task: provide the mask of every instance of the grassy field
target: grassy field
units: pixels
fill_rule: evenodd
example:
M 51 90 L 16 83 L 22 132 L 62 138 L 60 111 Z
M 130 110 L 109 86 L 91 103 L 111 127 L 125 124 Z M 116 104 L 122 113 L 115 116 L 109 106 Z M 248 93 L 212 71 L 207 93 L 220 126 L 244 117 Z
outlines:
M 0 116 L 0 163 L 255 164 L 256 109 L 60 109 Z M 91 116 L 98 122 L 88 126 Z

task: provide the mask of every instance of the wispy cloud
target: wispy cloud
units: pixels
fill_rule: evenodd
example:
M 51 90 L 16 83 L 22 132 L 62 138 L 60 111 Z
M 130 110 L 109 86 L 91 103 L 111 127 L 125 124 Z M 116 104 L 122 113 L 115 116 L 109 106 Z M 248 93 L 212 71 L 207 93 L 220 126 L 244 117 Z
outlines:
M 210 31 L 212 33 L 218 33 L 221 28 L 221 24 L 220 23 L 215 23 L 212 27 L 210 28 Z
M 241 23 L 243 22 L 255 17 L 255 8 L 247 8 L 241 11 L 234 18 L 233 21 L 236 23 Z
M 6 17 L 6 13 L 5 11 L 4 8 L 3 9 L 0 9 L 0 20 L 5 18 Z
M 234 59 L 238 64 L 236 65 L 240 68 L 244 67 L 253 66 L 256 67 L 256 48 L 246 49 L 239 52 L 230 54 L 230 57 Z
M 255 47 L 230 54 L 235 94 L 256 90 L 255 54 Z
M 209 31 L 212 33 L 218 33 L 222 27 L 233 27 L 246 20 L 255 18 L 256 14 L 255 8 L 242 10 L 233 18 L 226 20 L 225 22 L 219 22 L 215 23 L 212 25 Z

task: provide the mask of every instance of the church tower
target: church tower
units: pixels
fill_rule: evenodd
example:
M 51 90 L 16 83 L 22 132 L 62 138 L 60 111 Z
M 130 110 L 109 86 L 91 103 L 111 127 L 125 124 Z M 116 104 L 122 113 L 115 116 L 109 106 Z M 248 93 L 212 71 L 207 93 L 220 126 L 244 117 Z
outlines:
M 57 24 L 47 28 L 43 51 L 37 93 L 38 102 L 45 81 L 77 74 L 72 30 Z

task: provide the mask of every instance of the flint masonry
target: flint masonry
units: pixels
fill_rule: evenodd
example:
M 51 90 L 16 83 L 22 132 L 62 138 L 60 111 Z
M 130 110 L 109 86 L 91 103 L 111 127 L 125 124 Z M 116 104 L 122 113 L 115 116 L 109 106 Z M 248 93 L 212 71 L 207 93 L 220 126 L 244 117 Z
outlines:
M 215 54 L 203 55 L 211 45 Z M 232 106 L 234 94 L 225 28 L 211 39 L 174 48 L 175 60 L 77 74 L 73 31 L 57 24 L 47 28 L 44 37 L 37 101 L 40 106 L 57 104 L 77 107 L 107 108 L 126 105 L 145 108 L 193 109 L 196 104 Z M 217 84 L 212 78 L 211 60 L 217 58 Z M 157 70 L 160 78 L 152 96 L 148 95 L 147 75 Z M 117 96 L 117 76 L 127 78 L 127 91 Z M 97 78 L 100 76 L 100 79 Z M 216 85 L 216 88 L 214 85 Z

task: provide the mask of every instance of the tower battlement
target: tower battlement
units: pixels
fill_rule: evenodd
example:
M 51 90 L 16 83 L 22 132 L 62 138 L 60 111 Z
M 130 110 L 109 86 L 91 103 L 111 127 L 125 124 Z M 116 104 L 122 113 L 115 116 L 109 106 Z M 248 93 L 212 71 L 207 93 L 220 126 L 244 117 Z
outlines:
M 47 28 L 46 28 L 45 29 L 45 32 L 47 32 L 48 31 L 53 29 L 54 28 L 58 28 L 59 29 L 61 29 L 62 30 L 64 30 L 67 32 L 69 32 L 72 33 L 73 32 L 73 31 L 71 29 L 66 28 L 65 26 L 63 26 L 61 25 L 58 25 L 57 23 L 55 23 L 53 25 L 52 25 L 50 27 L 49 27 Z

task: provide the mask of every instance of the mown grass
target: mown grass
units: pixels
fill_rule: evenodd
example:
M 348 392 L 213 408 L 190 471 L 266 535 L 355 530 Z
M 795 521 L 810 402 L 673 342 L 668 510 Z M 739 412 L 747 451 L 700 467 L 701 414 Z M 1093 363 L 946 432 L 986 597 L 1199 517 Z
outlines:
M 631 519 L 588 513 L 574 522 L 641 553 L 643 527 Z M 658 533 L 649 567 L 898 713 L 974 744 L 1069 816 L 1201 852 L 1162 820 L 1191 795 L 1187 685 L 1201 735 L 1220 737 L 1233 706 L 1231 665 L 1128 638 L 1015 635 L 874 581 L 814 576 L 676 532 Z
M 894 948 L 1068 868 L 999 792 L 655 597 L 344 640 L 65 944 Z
++++++++
**What you have to do**
Update all the records above by replacing "provide" with "return" everywhere it occurs, and leave everything else unchanged.

**Correct answer**
task: return the mask of every instance of the grassy field
target: grassy field
units: pixels
fill_rule: evenodd
example:
M 51 90 L 16 83 L 22 132 L 62 138 L 60 111 Z
M 130 110 L 109 86 L 91 103 L 111 127 L 125 124 Z M 116 104 L 122 113 L 115 116 L 109 106 Z M 248 93 L 212 71 L 207 93 L 220 126 L 244 117 Z
outlines:
M 0 116 L 0 163 L 255 164 L 256 109 L 60 109 Z M 91 116 L 98 122 L 88 126 Z

task: return the mask of every instance of the wispy cloud
target: wispy cloud
units: pixels
fill_rule: evenodd
example:
M 51 90 L 16 83 L 22 132 L 62 138 L 60 111 Z
M 130 110 L 109 86 L 91 103 L 111 127 L 125 124 Z M 116 104 L 122 113 L 115 116 L 109 106 Z M 248 93 L 212 71 L 207 93 L 220 126 L 244 117 Z
outlines:
M 210 31 L 212 33 L 218 33 L 221 28 L 221 24 L 220 23 L 215 23 L 212 27 L 210 28 Z
M 241 23 L 243 22 L 255 17 L 255 8 L 247 8 L 241 11 L 234 18 L 233 21 L 236 23 Z
M 6 17 L 6 13 L 5 11 L 4 8 L 3 9 L 0 9 L 0 20 L 5 18 Z
M 234 59 L 238 64 L 236 65 L 240 68 L 244 67 L 253 66 L 256 67 L 256 48 L 246 49 L 239 52 L 230 54 L 230 57 Z
M 255 47 L 230 54 L 235 94 L 256 90 L 255 54 Z
M 209 31 L 212 33 L 218 33 L 222 27 L 233 27 L 246 20 L 255 18 L 256 14 L 255 8 L 242 10 L 233 18 L 226 20 L 225 22 L 219 22 L 215 23 L 212 25 Z

task: return the mask of every instance of the church tower
target: church tower
units: pixels
fill_rule: evenodd
example:
M 51 90 L 16 83 L 22 132 L 62 138 L 60 111 Z
M 130 110 L 109 86 L 91 103 L 111 127 L 125 124 Z M 116 104 L 122 113 L 115 116 L 109 106 Z M 248 93 L 212 71 L 207 93 L 220 126 L 244 117 Z
outlines:
M 57 24 L 47 28 L 43 51 L 37 93 L 38 102 L 45 81 L 77 74 L 72 30 Z

task: return the mask of every instance of the flint masonry
target: flint masonry
units: pixels
fill_rule: evenodd
example:
M 51 90 L 16 83 L 22 132 L 62 138 L 60 111 Z
M 130 110 L 109 86 L 91 103 L 111 127 L 125 124 Z M 116 104 L 122 113 L 115 116 L 109 106 Z M 248 93 L 212 71 L 207 93 L 220 126 L 244 117 Z
outlines:
M 215 54 L 203 55 L 211 45 Z M 232 106 L 234 94 L 225 28 L 211 39 L 174 48 L 175 60 L 77 74 L 73 31 L 57 24 L 47 28 L 44 37 L 37 101 L 40 106 L 57 104 L 77 107 L 107 108 L 126 105 L 145 108 L 193 109 L 196 104 Z M 217 84 L 212 78 L 211 60 L 217 58 Z M 157 70 L 160 78 L 152 96 L 148 95 L 147 75 Z M 117 96 L 117 76 L 127 78 L 127 91 Z M 97 78 L 100 76 L 100 79 Z M 216 85 L 216 88 L 214 85 Z

task: return the mask of every instance of the tower battlement
target: tower battlement
units: pixels
fill_rule: evenodd
example:
M 51 90 L 16 83 L 22 132 L 62 138 L 60 111 Z
M 130 110 L 109 86 L 91 103 L 111 127 L 125 124 Z M 116 104 L 122 113 L 115 116 L 109 106 Z M 248 93 L 212 71 L 207 93 L 220 126 L 244 117 Z
outlines:
M 47 28 L 46 28 L 45 29 L 45 32 L 47 32 L 48 31 L 53 29 L 54 28 L 58 28 L 59 29 L 61 29 L 62 30 L 64 30 L 67 32 L 69 32 L 72 33 L 73 32 L 73 31 L 71 29 L 66 28 L 65 26 L 63 26 L 61 25 L 58 25 L 57 23 L 55 23 L 53 25 L 52 25 L 50 27 L 49 27 Z

task: return the mask of every instance of the mown grass
target: mown grass
units: pixels
fill_rule: evenodd
example:
M 348 392 L 213 408 L 190 471 L 266 535 L 355 530 Z
M 795 521 L 810 402 L 673 342 L 668 510 Z M 739 412 L 747 451 L 700 467 L 701 414 Z M 1093 363 L 946 432 L 986 597 L 1199 517 Z
outlines:
M 631 519 L 588 513 L 574 522 L 641 553 L 643 527 Z M 658 533 L 649 567 L 898 713 L 974 744 L 1069 816 L 1201 852 L 1162 820 L 1191 795 L 1187 685 L 1201 735 L 1220 737 L 1233 706 L 1231 665 L 1128 638 L 1015 635 L 874 581 L 814 576 L 676 532 Z
M 894 948 L 1068 868 L 999 792 L 655 597 L 344 640 L 65 944 Z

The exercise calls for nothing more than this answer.